(Segmentation mask data)

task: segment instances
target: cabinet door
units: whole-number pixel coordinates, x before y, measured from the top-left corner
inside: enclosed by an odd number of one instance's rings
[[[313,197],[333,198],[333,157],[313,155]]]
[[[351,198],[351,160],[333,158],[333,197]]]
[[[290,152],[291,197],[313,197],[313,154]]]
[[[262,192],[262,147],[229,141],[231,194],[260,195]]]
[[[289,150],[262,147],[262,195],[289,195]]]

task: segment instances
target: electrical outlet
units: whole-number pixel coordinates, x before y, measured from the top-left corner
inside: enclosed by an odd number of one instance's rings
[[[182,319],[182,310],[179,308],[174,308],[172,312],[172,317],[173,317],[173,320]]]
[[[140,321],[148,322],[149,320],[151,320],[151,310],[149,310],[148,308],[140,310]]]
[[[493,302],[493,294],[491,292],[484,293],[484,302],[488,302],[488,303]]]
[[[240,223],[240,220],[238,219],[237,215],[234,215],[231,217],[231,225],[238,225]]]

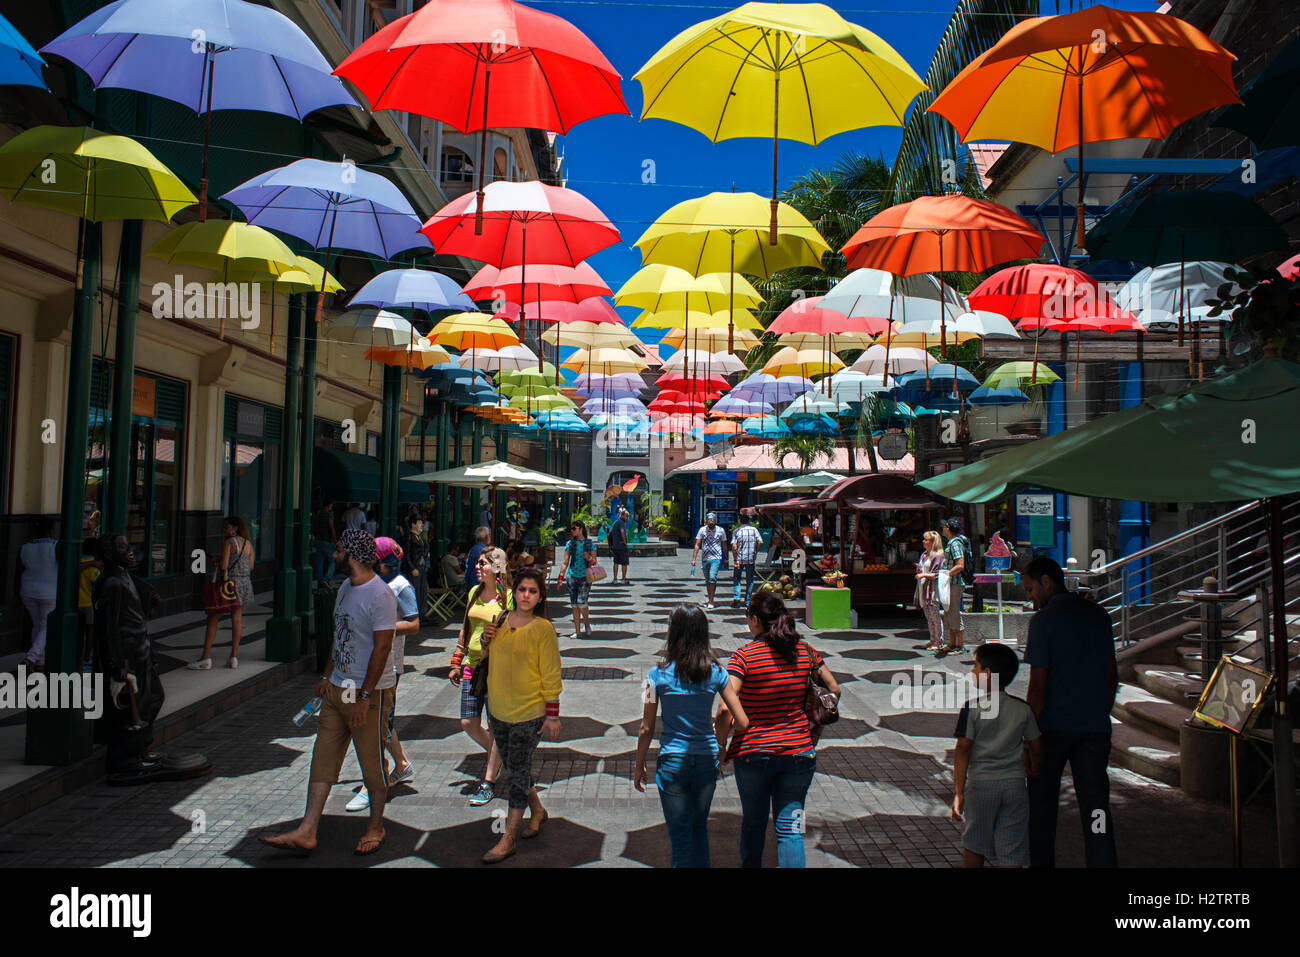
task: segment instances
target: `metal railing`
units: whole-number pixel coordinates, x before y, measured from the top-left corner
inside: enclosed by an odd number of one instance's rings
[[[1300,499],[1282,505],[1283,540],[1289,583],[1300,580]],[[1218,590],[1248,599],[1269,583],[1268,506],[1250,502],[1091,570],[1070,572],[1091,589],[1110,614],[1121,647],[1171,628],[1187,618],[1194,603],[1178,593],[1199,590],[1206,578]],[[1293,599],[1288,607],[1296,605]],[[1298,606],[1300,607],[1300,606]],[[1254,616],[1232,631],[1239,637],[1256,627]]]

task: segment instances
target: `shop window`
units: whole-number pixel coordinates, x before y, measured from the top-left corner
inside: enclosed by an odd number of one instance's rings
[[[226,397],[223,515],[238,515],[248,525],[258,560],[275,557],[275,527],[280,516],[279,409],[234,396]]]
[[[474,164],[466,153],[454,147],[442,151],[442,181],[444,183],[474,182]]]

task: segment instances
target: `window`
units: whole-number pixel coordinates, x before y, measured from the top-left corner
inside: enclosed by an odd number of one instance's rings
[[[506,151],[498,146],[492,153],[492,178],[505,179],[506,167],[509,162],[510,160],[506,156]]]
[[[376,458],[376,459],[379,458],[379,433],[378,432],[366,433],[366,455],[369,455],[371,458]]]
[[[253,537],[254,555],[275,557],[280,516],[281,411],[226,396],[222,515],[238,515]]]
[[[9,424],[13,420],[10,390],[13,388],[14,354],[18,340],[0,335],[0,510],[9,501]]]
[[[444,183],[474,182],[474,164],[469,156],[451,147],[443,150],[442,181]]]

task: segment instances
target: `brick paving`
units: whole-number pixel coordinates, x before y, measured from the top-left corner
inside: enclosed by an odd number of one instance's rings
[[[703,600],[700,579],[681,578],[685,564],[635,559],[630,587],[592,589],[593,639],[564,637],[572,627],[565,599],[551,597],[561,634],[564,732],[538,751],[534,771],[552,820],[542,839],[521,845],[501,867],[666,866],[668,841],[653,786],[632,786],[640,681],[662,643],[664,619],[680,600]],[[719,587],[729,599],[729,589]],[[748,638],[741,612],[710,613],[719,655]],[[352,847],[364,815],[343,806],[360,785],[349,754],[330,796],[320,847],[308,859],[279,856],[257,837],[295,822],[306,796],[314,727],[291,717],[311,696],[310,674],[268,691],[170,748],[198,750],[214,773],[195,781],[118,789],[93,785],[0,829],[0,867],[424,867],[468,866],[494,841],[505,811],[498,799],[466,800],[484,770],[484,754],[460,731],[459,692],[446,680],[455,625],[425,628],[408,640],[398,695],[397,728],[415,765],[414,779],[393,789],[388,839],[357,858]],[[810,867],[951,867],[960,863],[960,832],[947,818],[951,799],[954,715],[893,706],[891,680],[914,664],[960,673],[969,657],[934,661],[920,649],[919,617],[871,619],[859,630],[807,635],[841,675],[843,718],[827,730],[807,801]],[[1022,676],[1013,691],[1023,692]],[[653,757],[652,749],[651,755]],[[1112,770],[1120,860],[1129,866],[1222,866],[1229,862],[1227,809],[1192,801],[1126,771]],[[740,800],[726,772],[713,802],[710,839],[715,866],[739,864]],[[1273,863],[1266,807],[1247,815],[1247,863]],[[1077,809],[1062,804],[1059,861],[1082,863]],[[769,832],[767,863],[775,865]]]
...
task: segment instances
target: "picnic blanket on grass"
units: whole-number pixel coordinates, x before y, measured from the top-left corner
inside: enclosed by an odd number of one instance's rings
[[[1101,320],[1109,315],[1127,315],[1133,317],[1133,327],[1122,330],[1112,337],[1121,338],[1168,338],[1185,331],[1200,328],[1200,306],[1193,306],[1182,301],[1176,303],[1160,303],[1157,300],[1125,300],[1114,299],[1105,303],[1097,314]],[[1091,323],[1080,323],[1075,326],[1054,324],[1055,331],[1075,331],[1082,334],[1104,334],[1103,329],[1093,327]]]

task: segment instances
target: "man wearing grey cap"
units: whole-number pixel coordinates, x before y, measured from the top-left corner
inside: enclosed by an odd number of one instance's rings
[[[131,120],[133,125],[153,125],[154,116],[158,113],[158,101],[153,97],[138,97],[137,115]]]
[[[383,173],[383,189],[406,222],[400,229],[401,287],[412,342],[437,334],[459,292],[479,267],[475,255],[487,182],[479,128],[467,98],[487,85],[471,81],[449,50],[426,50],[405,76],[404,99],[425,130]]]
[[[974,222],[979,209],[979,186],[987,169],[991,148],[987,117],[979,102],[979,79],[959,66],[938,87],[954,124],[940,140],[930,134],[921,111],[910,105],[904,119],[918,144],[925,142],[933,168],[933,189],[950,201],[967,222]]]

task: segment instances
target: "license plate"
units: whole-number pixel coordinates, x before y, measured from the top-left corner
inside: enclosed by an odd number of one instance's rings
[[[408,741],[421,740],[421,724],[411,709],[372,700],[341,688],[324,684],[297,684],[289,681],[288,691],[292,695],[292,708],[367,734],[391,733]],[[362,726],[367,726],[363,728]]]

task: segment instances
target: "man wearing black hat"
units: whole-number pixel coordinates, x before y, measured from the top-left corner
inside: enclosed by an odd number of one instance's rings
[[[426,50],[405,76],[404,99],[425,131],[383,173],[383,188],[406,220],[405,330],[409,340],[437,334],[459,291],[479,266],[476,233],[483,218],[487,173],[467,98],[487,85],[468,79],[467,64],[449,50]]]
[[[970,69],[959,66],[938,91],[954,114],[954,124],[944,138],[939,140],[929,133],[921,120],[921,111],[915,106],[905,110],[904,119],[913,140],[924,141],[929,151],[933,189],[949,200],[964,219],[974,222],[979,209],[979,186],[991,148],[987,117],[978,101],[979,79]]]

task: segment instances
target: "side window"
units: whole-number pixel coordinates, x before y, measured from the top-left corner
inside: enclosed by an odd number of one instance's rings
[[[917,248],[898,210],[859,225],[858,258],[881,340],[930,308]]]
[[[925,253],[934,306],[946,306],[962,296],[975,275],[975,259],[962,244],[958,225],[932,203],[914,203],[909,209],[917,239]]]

What you have to do
Where in the records does the string "window" appear? Copy every line that has it.

Output
target: `shop window`
target: `window`
target: "side window"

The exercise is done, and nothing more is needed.